__THE REQUEST__. Every record here needs to be written out again exactly.

__STORED RECORDS__.
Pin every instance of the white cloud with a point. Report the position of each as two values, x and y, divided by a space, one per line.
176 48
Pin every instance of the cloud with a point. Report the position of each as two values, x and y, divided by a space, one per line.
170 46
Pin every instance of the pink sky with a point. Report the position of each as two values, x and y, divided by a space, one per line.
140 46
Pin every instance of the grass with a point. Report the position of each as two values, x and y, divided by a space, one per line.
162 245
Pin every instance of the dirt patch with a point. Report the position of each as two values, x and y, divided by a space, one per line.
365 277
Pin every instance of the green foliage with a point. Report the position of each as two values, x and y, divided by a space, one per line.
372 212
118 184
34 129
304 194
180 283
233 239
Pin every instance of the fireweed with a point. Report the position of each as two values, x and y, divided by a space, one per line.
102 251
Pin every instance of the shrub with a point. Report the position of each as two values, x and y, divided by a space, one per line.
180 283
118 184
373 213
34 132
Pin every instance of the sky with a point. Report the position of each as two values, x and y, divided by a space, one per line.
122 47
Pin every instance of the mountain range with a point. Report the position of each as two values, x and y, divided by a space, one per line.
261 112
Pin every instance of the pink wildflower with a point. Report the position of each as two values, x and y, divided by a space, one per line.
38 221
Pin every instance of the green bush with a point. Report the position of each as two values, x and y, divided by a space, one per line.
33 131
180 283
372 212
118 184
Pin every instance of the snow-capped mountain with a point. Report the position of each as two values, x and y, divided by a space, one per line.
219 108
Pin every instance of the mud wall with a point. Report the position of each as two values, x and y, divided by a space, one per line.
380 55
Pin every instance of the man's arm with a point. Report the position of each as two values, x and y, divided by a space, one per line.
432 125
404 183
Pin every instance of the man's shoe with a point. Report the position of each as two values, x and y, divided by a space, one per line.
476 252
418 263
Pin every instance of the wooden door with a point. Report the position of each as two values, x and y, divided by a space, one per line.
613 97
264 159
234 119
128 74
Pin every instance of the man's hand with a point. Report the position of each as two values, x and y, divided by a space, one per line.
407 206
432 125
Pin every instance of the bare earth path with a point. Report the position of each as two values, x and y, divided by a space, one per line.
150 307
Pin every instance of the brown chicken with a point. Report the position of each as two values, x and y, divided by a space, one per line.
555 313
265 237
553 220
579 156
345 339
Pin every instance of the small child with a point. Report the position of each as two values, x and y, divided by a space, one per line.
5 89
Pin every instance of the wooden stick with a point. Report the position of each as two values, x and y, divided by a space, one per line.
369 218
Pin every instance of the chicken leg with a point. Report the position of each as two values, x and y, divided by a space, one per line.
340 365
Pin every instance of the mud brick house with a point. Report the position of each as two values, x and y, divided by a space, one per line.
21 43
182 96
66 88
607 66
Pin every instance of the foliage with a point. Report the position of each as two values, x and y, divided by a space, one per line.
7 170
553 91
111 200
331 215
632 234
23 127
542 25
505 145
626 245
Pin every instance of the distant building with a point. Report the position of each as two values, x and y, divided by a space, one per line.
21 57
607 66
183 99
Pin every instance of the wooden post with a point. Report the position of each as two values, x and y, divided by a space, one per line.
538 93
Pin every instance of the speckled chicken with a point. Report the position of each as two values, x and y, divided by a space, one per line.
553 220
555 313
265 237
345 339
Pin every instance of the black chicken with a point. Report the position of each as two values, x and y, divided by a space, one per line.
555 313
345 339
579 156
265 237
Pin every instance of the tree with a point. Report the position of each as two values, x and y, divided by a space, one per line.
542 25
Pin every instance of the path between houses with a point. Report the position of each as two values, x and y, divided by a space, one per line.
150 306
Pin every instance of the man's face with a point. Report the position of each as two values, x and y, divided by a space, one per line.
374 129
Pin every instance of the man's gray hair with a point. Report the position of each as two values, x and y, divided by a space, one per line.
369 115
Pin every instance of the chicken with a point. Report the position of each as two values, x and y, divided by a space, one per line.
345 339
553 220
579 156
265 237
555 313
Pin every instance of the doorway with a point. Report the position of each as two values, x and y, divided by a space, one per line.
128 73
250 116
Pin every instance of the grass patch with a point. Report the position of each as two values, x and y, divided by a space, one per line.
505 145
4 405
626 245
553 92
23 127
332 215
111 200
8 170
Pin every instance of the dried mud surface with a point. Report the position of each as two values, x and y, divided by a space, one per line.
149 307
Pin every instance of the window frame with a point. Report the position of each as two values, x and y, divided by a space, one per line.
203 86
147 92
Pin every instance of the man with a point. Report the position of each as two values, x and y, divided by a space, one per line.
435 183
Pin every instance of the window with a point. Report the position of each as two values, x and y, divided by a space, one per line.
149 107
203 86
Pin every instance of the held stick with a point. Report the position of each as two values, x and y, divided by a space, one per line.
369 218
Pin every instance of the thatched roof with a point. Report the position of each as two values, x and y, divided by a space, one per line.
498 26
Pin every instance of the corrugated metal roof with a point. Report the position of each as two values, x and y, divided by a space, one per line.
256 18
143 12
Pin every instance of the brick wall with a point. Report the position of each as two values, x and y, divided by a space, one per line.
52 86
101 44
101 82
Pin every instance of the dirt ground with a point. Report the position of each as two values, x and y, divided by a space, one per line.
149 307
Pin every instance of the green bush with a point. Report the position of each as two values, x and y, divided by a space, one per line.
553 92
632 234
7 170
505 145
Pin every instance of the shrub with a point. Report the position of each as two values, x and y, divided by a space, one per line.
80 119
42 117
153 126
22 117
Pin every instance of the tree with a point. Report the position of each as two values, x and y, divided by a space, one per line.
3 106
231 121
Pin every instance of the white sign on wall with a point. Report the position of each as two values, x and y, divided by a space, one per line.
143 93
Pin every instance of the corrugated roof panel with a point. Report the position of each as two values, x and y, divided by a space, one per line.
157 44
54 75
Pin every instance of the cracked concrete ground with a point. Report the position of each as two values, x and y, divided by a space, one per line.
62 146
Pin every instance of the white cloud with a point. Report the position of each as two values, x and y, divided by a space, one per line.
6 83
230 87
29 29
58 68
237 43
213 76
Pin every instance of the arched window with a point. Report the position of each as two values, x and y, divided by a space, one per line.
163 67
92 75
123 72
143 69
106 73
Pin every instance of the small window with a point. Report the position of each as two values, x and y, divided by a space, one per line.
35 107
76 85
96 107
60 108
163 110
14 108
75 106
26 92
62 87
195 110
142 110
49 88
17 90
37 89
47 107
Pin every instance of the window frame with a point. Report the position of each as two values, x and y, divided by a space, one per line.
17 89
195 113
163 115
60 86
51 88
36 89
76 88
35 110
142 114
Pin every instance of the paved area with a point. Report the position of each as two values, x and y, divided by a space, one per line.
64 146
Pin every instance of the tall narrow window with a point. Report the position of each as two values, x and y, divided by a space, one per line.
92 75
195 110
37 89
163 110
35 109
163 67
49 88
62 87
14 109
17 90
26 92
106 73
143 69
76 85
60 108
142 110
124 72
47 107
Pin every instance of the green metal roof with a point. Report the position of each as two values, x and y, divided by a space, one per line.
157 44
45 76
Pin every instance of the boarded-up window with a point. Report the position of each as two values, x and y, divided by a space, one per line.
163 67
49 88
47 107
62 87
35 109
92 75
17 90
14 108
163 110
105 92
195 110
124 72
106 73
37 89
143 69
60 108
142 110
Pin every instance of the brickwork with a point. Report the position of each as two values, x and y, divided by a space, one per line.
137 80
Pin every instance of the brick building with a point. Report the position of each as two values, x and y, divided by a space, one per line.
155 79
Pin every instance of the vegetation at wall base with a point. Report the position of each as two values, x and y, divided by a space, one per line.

__CORRECT RESPONSE__.
Pin every instance of the white cloud with a point. Report the position of each as two values, x and y, divided by a space, one per line.
176 48
Pin every instance of the cloud with a point. Report the position of each as two values, x and y, divided by a space, one per line.
170 46
Pin every instance of the pink sky with a point. Report the position of each as two values, x and y, divided by a space, one per line.
140 46
Pin every instance of the grass with a point. Report the position of each as two values, x and y, divided by a space, one per line.
162 245
Pin every instance of the dirt patch with a point. Report the position of each as two values, x and y, divided by a space, one per line.
365 277
Pin every instance of the green foliage with a point. Report the position of each as two values, x and y, divided by a space, one per line.
372 212
118 184
34 129
304 194
180 283
233 239
Pin every instance of the fireweed with a point. Report the position of each as two values, x and y, divided by a space, one per line.
102 251
Pin every instance of the shrub with a point. Report the position of each as two values, x and y, divided by a space, one per line.
180 283
118 184
373 213
34 132
Pin every instance of the sky with a point. Report the position of each as two values, x and y, divided by a space, one per line.
122 47
Pin every instance of the mountain range with a point. Report the position of each as two values, x and y, divided by a space, one per line.
261 112
Pin every instance of the pink wildflower with a point. Report the position of each as two values, x and y, divided by a space, one per line.
38 221
Pin every instance of the green bush with a point. Report the position of each as two values, x and y, divided by a space, one per line.
33 131
180 283
372 212
118 184
Pin every instance of the snow-capped mountain with a point. Report the position of each as two values, x and y, divided by a space, one per line.
219 108
Pin every instance of the mud wall with a point. Report the position of each as two values, x and y, divided by a space, one per line.
380 55
Pin every instance of the man's arm with a point. Report the position of each as two values, x and y, divided by a space, one per line.
432 125
404 183
Pin every instance of the man's shoe with a point. Report the position of each as two values, x and y, divided by a space, one per line.
476 252
418 263
Pin every instance of the wooden door with a point. Report the position of each as two values, x and y, divided by a space, one per line.
613 97
264 159
234 119
128 74
Pin every instance of the man's hand with a point. Report the position of each as two values, x and y, divided by a space, one per line.
407 206
432 125
Pin every instance of the bare earth path with a point. Report the position of each as two values, x and y, divided by a space, one per line.
150 307
Pin every instance of the brown chicken with a point. Report the position of each as two values, x and y, divided by a space, one per line.
555 313
265 237
553 220
579 156
345 339
Pin every instance of the small child with a point. Report the position of each as two values, x and y, divided by a space, one per line.
5 89
Pin every instance of the wooden stick with a point. Report the position of each as two values, x and y, divided by a space, one per line.
369 218
Pin every instance of the chicken leg with a point. Report the position of each as two values, x and y, divided by a space, one per line.
340 365
Pin every instance of the mud brick house with a point. Report the position of each as two values, x and y, divided by a space, one per line.
21 43
182 96
66 88
607 66
Pin every instance of the foliage with a point. Report the position of each as two values, x and y, divided by a space, one per line.
7 170
553 91
111 200
331 215
632 234
23 127
542 25
505 145
626 245
Pin every instance of the distant building with a point. Report the position of each as two values, x and y, divided by a space, one per line.
21 57
607 66
183 99
Pin every instance of the wooden post with a point. Report the position of each as two values, x and y, divided by a space, one per line.
538 93
Pin every instance of the speckled chicken with a point. Report the position of each as two values, x and y, divided by a space, one per line.
553 220
555 313
265 237
345 339
Pin every instance of the black chicken with a point. Report the position of each as two values, x and y, divided by a space, one per line.
555 313
345 339
579 156
265 237
Pin every instance of the tree with a point. Report the position of each as two values, x and y, divided by a space, one per line.
542 25
Pin every instance of the path between houses with a point. Report the position of each as two values, x and y, divided by a space, one per line.
150 306
Pin every instance of the man's face with a point. Report the position of each as two values, x and y, divided by a space, one per line.
374 129
Pin every instance of the man's gray hair with a point. Report the position of each as two values, x and y, divided by a space, one per line.
369 115
Pin every instance of the chicken with a point. Report the position of each as two values, x and y, divided by a space, one per line.
345 339
553 220
579 156
265 237
555 313
Pin every instance of the doorway with a point. Report the position of each as two values, x and y, divided by a space, one per line.
128 73
250 116
Pin every instance of the grass patch with a point. Report the position of each as two values, x and y, divided by a space, one per line.
505 145
4 405
626 245
553 92
23 127
332 215
111 200
8 170
Pin every instance of the dried mud surface with a point. Report the position of each as two values, x and y, divided by a space, one per line.
149 307
Pin every instance of the window frame with a point. Report the position of each as two values, x and y, divided by a space, one per line.
203 86
147 92
Pin every instance of the man with a point. Report the position of each as two values, x and y, divided by a space, one per line.
435 183
Pin every instance of the window with a point. Report the position of each as two values, x and y, divided by a space, one per line.
149 107
203 86
Pin every instance of the held stick with a point. Report the position of each as two values, x and y, divided by a space, one per line.
369 218
Pin every instance of the thatched roof with a point. Report the position of each as two values, x and y, divided by a space, one per line.
498 26
Pin every instance of the corrugated metal roof with a point. Report the position of each as two values, x and y, divided by a space, one per line.
256 18
143 12
Pin every instance of the brick wall with a point. Report the position of each as two values, x and y, divided by a space, one per line.
52 86
101 44
101 82
Pin every instance of the dirt ground with a point. Report the position of each as two values, x and y, divided by a space, one per line.
149 307
Pin every instance of the green bush with a point. Report the position of each as two values, x and y, divided by a space, one per line.
553 92
632 234
7 170
505 145
Pin every instance of the shrub with a point. Report the position of each as two values, x and y, divided by a space, one per line.
80 119
42 117
153 126
22 117
Pin every instance of the tree with a point. Report the position of each as two values, x and y, divided by a space, one per line.
3 106
231 121
Pin every instance of the white sign on wall with a point. Report the position of each as two values, x and y, divided by a space, one per line.
143 93
Pin every instance of the corrugated roof panel with a point. Report the position of each as two values, x and y, divided by a space, one per line.
157 44
54 75
Pin every instance of the cracked concrete ground with a point. Report the position of each as two values, x and y, divided by a space, one per line.
62 146
Pin every instance of the white cloud with a point. Report the position of each as two values, x and y, divided by a space, one per line.
6 83
230 87
29 29
58 68
237 43
213 76
Pin every instance of the arched window with a point. Report the position of each as two values, x and y, divided by a space, one per line.
163 67
92 75
123 72
143 69
106 73
Pin every instance of the small window with a point. Report the position of each as two values, x and y, divided by a space, one per line.
35 107
76 85
96 107
60 108
163 110
14 108
75 106
26 92
62 87
195 110
142 110
49 88
17 90
37 89
47 107
Pin every instance of the window frame with a point. Report the position of each as two values, x and y, divided by a space, one per line.
17 89
195 113
163 115
60 86
51 88
36 89
76 88
35 110
142 114
Pin every instance of the paved area with a point. Report the position of each as two values, x and y, divided by a space, one per line.
64 146
Pin every instance of the tall narrow window with a point. Report the position of each as two values, x and y, divided by a space, one per line.
92 75
195 110
37 89
163 110
35 109
163 67
49 88
62 87
14 109
17 90
26 92
106 73
143 69
76 85
60 108
142 110
124 72
47 107
Pin every instance of the green metal roof with a point. Report the position of each as two values, x and y, divided by a space, one per line.
157 44
45 76
Pin every instance of the boarded-up window with a point. Report the position of each as two values, x and y, divided by a space, one per line.
163 67
49 88
47 107
62 87
35 109
92 75
17 90
14 108
163 110
105 92
195 110
124 72
106 73
37 89
143 69
60 108
142 110
Pin every instance of the brickwork with a point. Report the position of each as two values, x and y, divided by a space, one per line.
137 80
Pin every instance of the brick building with a point. Report the position of each as two values, x and y, divided by a space, one per line.
155 79
Pin every instance of the vegetation at wall base with a point. Report the position of each as two values, x and y, divided by a space, one per line.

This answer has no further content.